= Page extract =
>>>
Remembering Nepal
BY CHAKRIS KUSSALANANT
It is a question many have heard as a test of priorities: In the middle of a disaster what things would you remember to save? When a 7.8 magnitude earthquake struck Kathmandu, Nepal, around noon on April 25, 2015, Dristi Manandhar thought of only one thing—her family.
“Where is everybody? That was the first thing that struck my mind when the quake happened,” recalls Manandhar, now a second-year graduate student at the University of Oregon, who was at her parents’ home at the time.
Manandhar got out of her bedroom during the quake and managed to lead her parents and younger sister to safety outside of their house. Once the shaking stopped, it became clear for the Manandhar family how blessed they were, finding safety together and seeing their home standing unscathed. They also came to realize how much the rest of their homeland had suffered.
As the hours and days following the earthquake unfolded with a series of strong aftershocks, the extent of the devastation rose to unreal numbers: more than 8,000 dead, 21,000 injured, 40 percent of the country’s infrastructure damaged and nearly 505,000 homes destroyed.
The earthquake even caused an avalanche on Mount Everest, killing 22 climbers and guides — the deadliest day in the mountain’s history. Hundreds of thousands of people were made homeless, with entire villages flattened across many districts of the country.
“Everyone was displaced, as the earth kept shaking for 7 to 10 days,” Manandhar said.
Manandhar would come to experience a number of life lessons in the aftermath of the earthquake that would fundamentally shift her thinking. After graduating with an undergraduate degree in architecture from Tribhuvan University in Kathmandu, Manandhar went to work as an architect. But she yearned for more professional experience long before the earthquake.
“I thought I needed experience outside Nepal, so I started looking at graduate school,” she said. “Then the earthquake happened and … I forgot that I’d applied to universities.
The quake’s magnitude, and its grueling aftermath, with collapsed buildings and piles of rubble, “changed something in me,” Manandhar said. “That’s when my perception of architecture changed, I realized how buildings can help people, but they might also kill people as well.”
In the days after the quake Manandhar became very focused. She contacted a number of colleagues, and soon she was recruited into the Nepal Engineering Association, a professional group formed by structural engineers, architects and designers who began the assessment of Nepal’s infrastructure. However, it did not take too long for the young architect to feel impotent and dismayed.
“We were going into these houses, and what broke my heart was telling people who had put all their savings into their homes that their homes had become a death trap,” Manandhar said. “I wasn’t helping, I was just giving them bad news.”
<<<
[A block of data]
>>>
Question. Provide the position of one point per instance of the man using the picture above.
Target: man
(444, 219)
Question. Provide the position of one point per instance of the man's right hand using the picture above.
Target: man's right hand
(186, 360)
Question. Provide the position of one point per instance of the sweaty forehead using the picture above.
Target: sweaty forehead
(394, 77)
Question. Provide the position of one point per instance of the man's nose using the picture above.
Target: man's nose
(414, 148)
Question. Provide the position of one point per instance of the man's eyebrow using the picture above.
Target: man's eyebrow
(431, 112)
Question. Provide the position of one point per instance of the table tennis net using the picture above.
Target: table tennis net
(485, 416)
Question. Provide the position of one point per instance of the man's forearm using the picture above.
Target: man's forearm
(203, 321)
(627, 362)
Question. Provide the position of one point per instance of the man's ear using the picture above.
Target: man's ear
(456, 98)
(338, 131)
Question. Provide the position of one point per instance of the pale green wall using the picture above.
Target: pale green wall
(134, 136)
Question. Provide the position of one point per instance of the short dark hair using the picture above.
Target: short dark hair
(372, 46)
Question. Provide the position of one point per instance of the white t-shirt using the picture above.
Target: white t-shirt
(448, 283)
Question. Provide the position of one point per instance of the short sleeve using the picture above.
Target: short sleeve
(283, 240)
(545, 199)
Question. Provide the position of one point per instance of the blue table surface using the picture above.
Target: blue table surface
<<<
= Task details =
Answer these questions from the article on the Nepal earthquake:
1. What was the magnitude of the earthquake that struck Kathmandu?
2. How many climbers and guides did the avalanche on Mount Everest kill?
3. At which university did Manandhar earn her undergraduate degree in architecture?
The records can be left aside.

= Task result =
1. 7.8
2. 22
3. Tribhuvan University in Kathmandu